### Given passage
****************************************

A conversation amongst friends – Comic History 101
This is a conversation between Suit and Creator. Conversations like these help us past the time at our day jobs. Most of the time they are spent talking about big boobs and fire but occasionally they produce great ideas (like Heartless Dark) or insight without even us ever realizing it.
Suit -
remind me to bring back my comics from my mom’s house

Wolverine 75 - Fatal Attractions
and my hologram covers
remember when comics did that
those were the good days
Creator -
yeah – i have a bunch
those comics actually ruined the comic industry
but i still treasure my memories from them
Suit -
really
how so?
Creator -
okay >deep breath< time for a little comics history lesson
let’s start the mid to late 80s – circa Dark Knight/Watchmen
Suit -
k
Creator -
with the arrival of those two seminal series, the public began to look at comics – the perception of comics as striclty for kids ended and comics entered into a dark(er) era
where gritty stories became more the norm
Suit -
k
Creator -
sales increased as more adults entered the buying population, because the comics stigma was gone
with a flood of new readers – older issues began to be worth more money
so people began buying a lot of comics in hopes of a good return on investment
enter 1991 – Marvel comics relaunches X-men with a second title beginning at number 1 (Uncanny is somewhere around issue 282)
it becomes the highest selling comic of all time – selling multiple millions of copies – cause it’s a new #1 for X-men

X-Men #1 Vol 1 Oct 1991
relaunches of titles weren’t as common back then
well, Marvel smells success and does that with Spiderman (another HUGE selling issue)

****************************************

### Source material
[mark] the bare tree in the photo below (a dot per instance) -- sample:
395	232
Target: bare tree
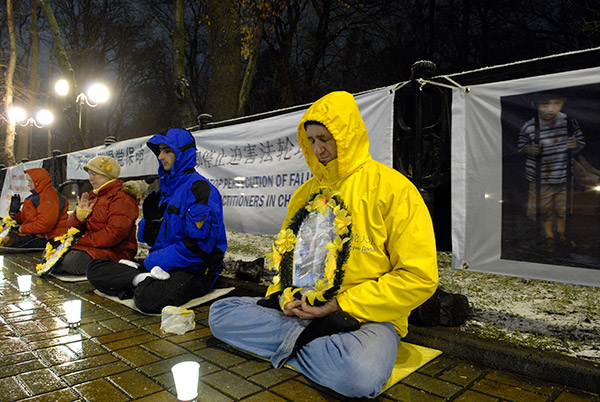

****************************************

### Given problem A
Copy out everything from "X-Men #1 Vol" down to "HUGE selling issue)" in the comics history conversation.
### Given problem B
Carry on the comics history conversation from its last line.

### Answer A
X-Men #1 Vol 1 Oct 1991
relaunches of titles weren’t as common back then
well, Marvel smells success and does that with Spiderman (another HUGE selling issue)

### Answer B
all of the sudden, new #1s for every title – new titles (X-Force (was New Mutants), Excalibur, 100 diff spiderman titles)
well, the creators who worked on these titles realized that “hey, marvel is screwing us over – we can make more money on our own”
Suit -
Marvel is a bastard
Creator -
so the top artists of the day (because art at this time became one of the top sales drivers) slpit off and formed their own company.
Suit -
Damn the Man, Save the Empire
Creator -
enter Image Comics
Suit -
Hoo Ray!!!
Creator -
the founders were Todd McFarlane, Jim Lee, Marc Silvestri, Rob Liefeld, and Jim Valentino (I believe)
their initial titles EXPLODE with sales like no other independent comic has ever done
Spawn, WildCATS, Cyberforce, Youngblood, and Shadowhawk (ooh, Erik Larsen also founded image and his title was Savage Dragon)
millions of issues sold – they’re big things
Suit -
yeah I remember when Spawn first came out
it was a huge deal

Image Comics - Spawn #1
Creator -
so, over the next few years, tons of new titles – new #1s, new artists – flashy covers, holograms, lenticular covers, MASSIVE crossovers (thanks to the late 80s when crossovers started – a great way to get people to buy more comics), etc
all amounted to TONS of issues sold
of inferior product
with the amount of comics sold, no one cared about producing Watchmen quality comics – just turning a quick buck (and many bucks were made)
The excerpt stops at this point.